**Data to examine:**
________
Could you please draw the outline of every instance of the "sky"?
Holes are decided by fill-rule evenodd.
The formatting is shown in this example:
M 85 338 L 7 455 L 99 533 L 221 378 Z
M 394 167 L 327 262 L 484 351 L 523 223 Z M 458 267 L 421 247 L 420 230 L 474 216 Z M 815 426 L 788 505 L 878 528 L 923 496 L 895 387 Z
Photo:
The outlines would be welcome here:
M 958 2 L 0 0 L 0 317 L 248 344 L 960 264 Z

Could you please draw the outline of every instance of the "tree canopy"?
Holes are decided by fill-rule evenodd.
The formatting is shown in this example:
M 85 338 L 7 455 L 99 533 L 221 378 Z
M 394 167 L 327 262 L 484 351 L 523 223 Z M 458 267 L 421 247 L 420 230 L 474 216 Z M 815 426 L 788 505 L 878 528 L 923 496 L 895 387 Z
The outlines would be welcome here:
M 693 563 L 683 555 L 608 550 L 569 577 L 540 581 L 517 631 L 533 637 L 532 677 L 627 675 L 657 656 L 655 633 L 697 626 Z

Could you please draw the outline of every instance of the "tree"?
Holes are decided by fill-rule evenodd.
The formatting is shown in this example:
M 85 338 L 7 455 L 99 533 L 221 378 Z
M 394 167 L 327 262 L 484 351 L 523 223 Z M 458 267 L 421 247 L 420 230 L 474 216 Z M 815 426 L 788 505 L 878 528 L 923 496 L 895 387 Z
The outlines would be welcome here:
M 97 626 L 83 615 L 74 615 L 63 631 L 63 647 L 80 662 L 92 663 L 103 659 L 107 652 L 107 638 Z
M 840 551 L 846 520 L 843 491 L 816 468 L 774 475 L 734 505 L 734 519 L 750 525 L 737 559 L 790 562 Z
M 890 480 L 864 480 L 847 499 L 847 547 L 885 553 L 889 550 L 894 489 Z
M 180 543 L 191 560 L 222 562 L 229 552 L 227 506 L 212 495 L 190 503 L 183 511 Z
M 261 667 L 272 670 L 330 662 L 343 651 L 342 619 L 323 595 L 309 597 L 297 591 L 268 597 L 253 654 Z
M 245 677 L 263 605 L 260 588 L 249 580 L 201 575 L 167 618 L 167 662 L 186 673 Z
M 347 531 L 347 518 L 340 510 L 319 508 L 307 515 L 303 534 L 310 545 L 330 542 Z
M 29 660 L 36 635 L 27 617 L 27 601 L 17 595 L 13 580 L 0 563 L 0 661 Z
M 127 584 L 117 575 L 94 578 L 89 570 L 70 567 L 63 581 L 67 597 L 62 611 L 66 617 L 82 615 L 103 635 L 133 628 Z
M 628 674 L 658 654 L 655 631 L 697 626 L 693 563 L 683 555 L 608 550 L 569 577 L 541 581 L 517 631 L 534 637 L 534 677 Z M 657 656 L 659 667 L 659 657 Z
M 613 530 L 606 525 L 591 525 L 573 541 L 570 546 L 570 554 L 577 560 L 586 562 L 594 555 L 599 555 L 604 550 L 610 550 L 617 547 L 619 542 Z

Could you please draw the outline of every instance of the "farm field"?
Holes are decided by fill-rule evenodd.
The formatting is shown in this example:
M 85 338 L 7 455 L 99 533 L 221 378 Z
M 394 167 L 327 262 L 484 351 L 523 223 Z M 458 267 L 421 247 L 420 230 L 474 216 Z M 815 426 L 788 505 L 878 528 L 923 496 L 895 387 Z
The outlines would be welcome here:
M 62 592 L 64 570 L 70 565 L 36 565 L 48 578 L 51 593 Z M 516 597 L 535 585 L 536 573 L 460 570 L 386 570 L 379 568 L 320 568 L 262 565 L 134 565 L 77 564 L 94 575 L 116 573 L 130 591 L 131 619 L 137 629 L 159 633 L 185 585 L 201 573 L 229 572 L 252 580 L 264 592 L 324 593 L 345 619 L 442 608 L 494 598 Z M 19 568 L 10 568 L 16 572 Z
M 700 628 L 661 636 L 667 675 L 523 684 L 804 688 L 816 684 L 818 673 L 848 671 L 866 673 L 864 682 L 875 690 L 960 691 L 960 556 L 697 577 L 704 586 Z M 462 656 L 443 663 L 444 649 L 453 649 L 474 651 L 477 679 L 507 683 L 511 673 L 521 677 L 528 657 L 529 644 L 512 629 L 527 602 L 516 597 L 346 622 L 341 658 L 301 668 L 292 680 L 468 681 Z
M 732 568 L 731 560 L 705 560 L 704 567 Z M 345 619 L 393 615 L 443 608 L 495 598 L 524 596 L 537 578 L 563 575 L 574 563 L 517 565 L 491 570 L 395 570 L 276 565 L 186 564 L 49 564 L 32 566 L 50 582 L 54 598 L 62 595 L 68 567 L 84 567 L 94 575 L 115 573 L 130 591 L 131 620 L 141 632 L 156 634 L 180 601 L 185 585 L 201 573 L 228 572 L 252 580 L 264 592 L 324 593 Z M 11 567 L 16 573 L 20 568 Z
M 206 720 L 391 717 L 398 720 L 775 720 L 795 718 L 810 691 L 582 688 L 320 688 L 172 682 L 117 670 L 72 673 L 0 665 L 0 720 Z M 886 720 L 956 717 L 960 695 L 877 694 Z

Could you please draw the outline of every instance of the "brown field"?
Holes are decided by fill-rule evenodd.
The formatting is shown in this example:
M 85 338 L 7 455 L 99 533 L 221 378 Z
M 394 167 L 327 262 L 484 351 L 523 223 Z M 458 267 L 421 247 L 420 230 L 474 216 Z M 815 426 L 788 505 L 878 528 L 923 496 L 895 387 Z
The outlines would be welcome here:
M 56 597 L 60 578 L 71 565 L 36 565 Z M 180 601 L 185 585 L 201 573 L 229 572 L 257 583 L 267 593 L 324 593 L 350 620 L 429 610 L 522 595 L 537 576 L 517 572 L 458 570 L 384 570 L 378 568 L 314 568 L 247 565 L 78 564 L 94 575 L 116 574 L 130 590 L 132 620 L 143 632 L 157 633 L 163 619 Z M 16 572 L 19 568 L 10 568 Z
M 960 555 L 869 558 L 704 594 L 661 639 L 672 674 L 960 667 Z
________
**Action item:** Which lines of the listing contain the string "tree"? Copy each of them.

**Solution to this problem:**
Could you please draw the outline of every instance of the "tree canopy"?
Could you please draw the outline of every instance of the "tree"?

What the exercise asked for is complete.